**Text provided:**
Factor booleans: ResourceEdX, ResourceCoursera, ResourceFCC, ResourceKhanAcademy, ResourcePluralSight, ResourceCodeacademy, ResourceUdacity, ResourceUdemy, ResourceCodeWars, ResourceOdinProj, ResourceDevTips,

And why ExpectedEarning, HoursLearning, MonthsProgramming are integer, while BootcampPostSalary, MoneyForLearning, BootcampMonthsAgo are numeric?

Other bugs I'll comment as usually on the code later on today, but the data is already looking pretty clean and shiny :)

erictleung commented 8 years ago

@SamAI-Software they are different because of how they are inherently read into R (I'm assuming you're using R to read them in).

I still need to do a pass over all of the variables and force a certain data type. I'll have to double check the integer and numeric values. I think it has to do with some values being 0.0 or something with a decimal point.

evaristoc commented 8 years ago

@SamAI-Software which were your conventions for HoursLearning at #40?

Not sure if added to the datasets, @erictleung?

summary(as.factor(part1$HoursLearning))

Give some good but also weird values (a few though): one 2 0.2 1 0.5 1 .1 1 100000000000000 1 100 hours per week 1 10-15 1 12321231231232123123123123123123123 1 14 hours 1 15-20 1 2-20 1 .25 1 2.5 1 300000000000000000000 1 3-4 1 40-50 1 4-6 1 5-7 1 5-8 1 6-8 1 (Other) 11 NA 788 #

Just looking at the datasets I didn't find any changes...

evaristoc commented 8 years ago

@erictleung @SamAI-Software

we need some convention for CommuteTime. Several people decided to give time in minutes instead of hours (!!!).

evaristoc commented 8 years ago

@erictleung :

Age: two records over 100 in part2

SamAI-Software commented 8 years ago

@evaristoc are you sure that you take data here?

str(as.factor(data.Learn$HoursLearning)) summary(as.factor(data.Learn$HoursLearning))

I have no problems, 73 levels from 0 to 100

which were your conventions for HoursLearning at #40?

## Remove the word "hour(s)" ## Remove hyphen and "to" for ranges of hours ## Remove hours greater than 100 hours And of course round decimal numbers

we need some convention for CommuteTime. Several people decided to give time in minutes instead of hours (!!!).

**Source data:**

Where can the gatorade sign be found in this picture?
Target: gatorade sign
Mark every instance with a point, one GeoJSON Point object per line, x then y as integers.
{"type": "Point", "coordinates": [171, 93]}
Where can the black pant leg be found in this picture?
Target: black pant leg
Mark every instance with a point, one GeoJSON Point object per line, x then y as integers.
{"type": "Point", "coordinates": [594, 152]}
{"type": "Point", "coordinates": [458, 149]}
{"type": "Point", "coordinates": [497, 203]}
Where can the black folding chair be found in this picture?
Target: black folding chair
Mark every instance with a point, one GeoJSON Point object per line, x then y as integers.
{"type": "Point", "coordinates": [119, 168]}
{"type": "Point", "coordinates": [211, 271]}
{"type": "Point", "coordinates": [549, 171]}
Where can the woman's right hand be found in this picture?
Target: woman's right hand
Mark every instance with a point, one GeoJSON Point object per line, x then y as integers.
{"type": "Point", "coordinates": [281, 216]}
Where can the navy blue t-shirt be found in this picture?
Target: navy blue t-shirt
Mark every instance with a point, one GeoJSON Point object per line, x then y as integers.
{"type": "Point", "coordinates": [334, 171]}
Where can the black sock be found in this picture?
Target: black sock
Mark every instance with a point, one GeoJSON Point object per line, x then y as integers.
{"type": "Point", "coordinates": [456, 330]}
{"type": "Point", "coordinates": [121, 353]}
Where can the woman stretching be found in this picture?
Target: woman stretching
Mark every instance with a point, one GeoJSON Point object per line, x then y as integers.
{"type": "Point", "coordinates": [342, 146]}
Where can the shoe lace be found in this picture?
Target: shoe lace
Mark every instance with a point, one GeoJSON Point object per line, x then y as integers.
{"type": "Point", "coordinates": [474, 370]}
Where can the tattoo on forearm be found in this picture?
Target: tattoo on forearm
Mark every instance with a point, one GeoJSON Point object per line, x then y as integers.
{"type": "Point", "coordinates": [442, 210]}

**Aim of the exercise:** Carry on the survey data-cleaning thread from its last comment. The records have no connection to the forum thread about cleaning survey data.

**Answer to the problem:**
Yes, you are absolutely right, we need many conventions for the second dataset, feel free to find all weird answers and suggest your solutions, because today I'll be focused on #41 and on first dataset, there are still bugs to be fixed.

SamAI-Software commented 8 years ago

@erictleung can you, please, upload here the second "clean" dataset with new variable (column) names? Even though it's still "dirty", but it's better, so people can use new names to start creating their visualizations.

As I can see you already made a merge function :+1: So may be just merge 2 datasets together and upload it? Anyway the first past is not totally clean yet.

evaristoc commented 8 years ago

@SamAI-Software @erictleung

About my differences for Age and HoursLearning variables:

I am running what I think is the last clean-data.R on original files (before the last update by Quincy) locally.

I checked data of the part2 file separately.

Should I join both files and then check those values? Maybe use the last raw data update instead? (in theory should be the same for both...)

SamAI-Software commented 8 years ago

@evaristoc oh, I see! It didn't work for me either, but @erictleung said that it's okey, because script is not ready yet and he runs it line-by-line (function-by-function), so I just always grab latest clean data here.

evaristoc commented 8 years ago

@SamAI-Software Is it not that file the Part1 of the survey only? I was checking Part2...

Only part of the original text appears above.